Source Tracy Moran / OZY

Great drivers and celebrities take part each year. Rowan Atkinson is a regular, royals have been known to turn up and last year’s races featured famed Danish driver Tom Kristensen, nine-time winner at the 24 Hours of Le Mans; former World Champion motorcycle racers Kevin Schwantz and Freddie Spencer; and two-time Indy 500 champ Arie Luyendyke. Enjoying his first revival this year, Luyendyke tells OZY how much he enjoys the glimpses of yesteryear. “I like the way the women dressed back in the day,” he laughs. “They look pretty good.” He’s referring to the ladies’ tea dresses, lined stockings, pencil skirts, fur stoles, miniskirts, swing dresses and well-coiffed hair, which go hand in hand with the men’s aviation overalls, tweeds and silk cravats. Nearly everyone in attendance comes in period gear, with costumed participation hovering “somewhere between 98 and 99 percent,” says O’Leary.

But that old-fashioned feel goes well beyond footwear and the millions of dollars’ worth being hurled around the track: All the installments — from amusement rides to a motor show — buildings and paddocks hark back across the decades. Visitors enjoy wares from ice cream vans, wartime tea huts, a ’50s Shell gas station, a 1965 Tesco (British grocer) complete with authentically packaged goods and even Betty’s Parlour hair salons, where stylist Jenny West says more than 200 ladies line up for victory rolls and beehives over the weekend. Add to that hundreds of stalls selling period gear, furnishings, posters and even whisky, as well as era-tuned musicians, miniskirt-clad singers, 150 period actors and a tent full of swing dancers … and you’ve got a veritable time warp.

What’s that? Yes, one drawback is the noise, and powerful cars roaring around the site in a near-constant roar do leave many struggling to hear; small children often sport aptly named “defenders” to protect their ears. The only other warning is the inherent danger of motor racing, but Goodwood events — including its Members Meeting each March and the Festival of Speed in early summer — have been humming since the ’90s with no fatalities.

So buckle up and bring ear plugs: Goodwood’s Revival, held this year from September 9-11, offers plenty of amusement for roughly $75 a day, which includes racing, entertainment and plenty of people-watching … not to mention a chance to catch a whiff of Paul’s “Mary Jane” and a buzz from world-class motorsport.

Set problem 1: According to the excerpt, roughly how much does a day at Goodwood's Revival cost?
Set problem 2: Print the passage of the excerpt between "So buckle up" and "from world-class motorsport.", inclusive.
The entries that follow have no connection to the excerpt.

Entries supplied:
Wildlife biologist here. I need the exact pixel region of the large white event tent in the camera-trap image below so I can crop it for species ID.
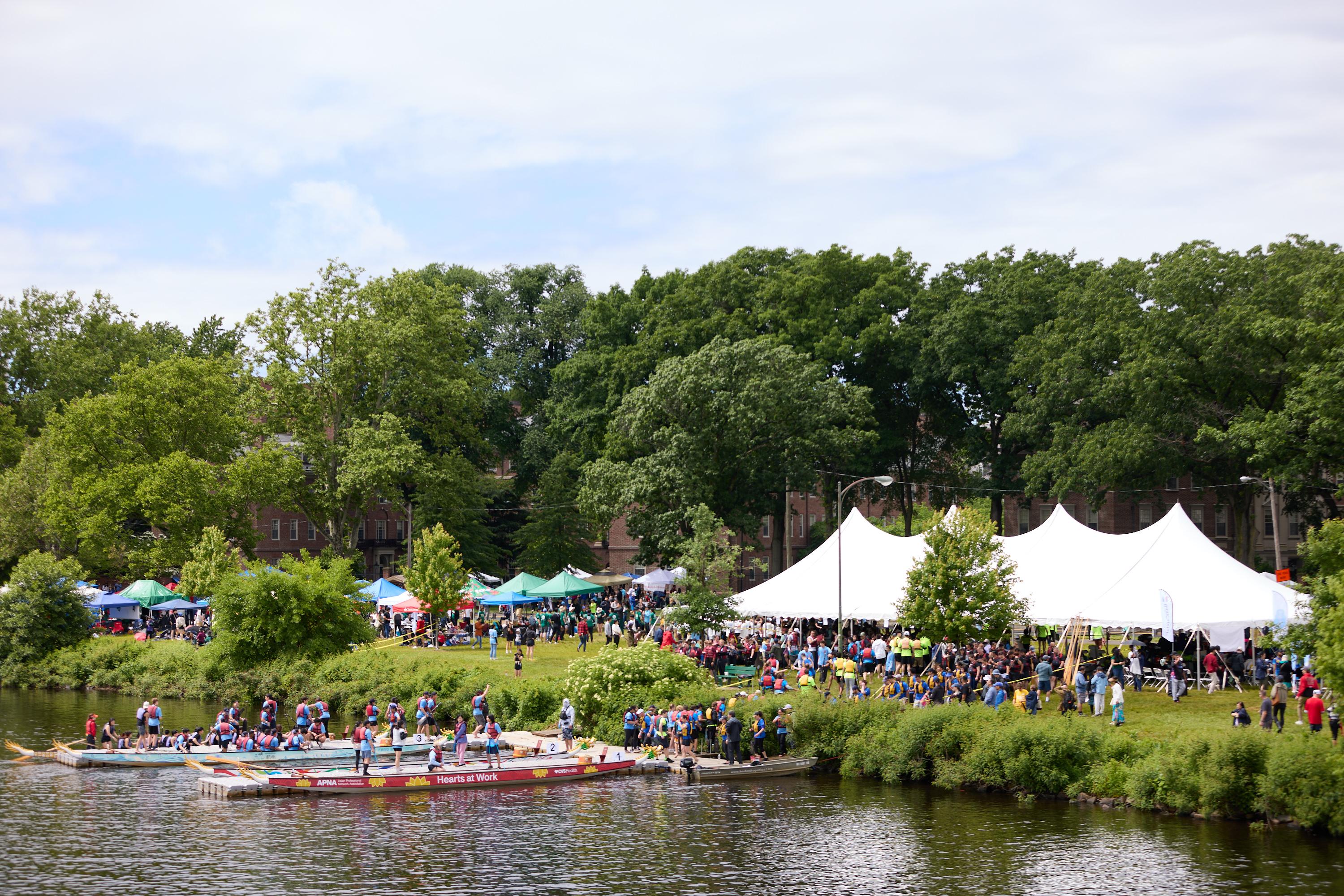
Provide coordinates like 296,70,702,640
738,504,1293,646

* * *

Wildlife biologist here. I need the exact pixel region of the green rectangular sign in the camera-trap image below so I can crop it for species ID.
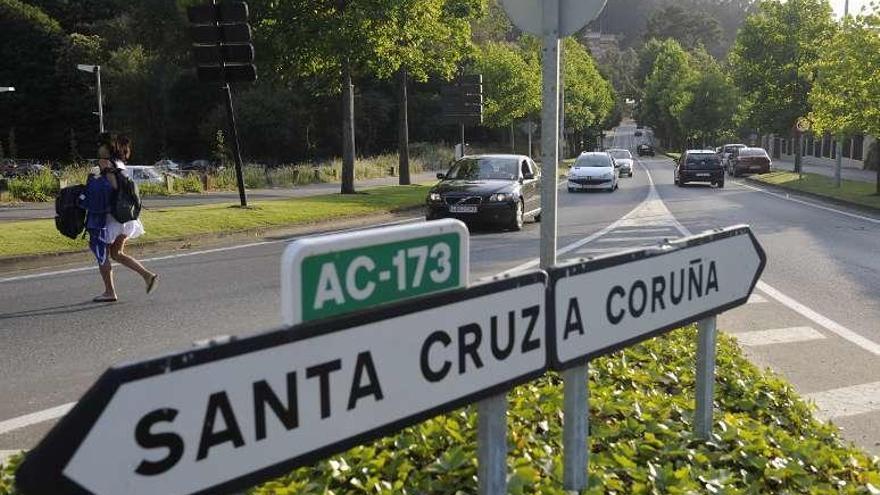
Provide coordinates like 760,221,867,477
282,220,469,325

==

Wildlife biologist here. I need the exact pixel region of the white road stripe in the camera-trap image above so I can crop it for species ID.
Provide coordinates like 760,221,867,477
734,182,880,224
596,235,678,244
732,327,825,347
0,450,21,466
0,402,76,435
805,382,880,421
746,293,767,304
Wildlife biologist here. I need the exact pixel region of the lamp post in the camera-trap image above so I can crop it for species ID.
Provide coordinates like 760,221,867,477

Right answer 1: Roughly $75 a day.

Right answer 2:
So buckle up and bring ear plugs: Goodwood’s Revival, held this year from September 9-11, offers plenty of amusement for roughly $75 a day, which includes racing, entertainment and plenty of people-watching … not to mention a chance to catch a whiff of Paul’s “Mary Jane” and a buzz from world-class motorsport.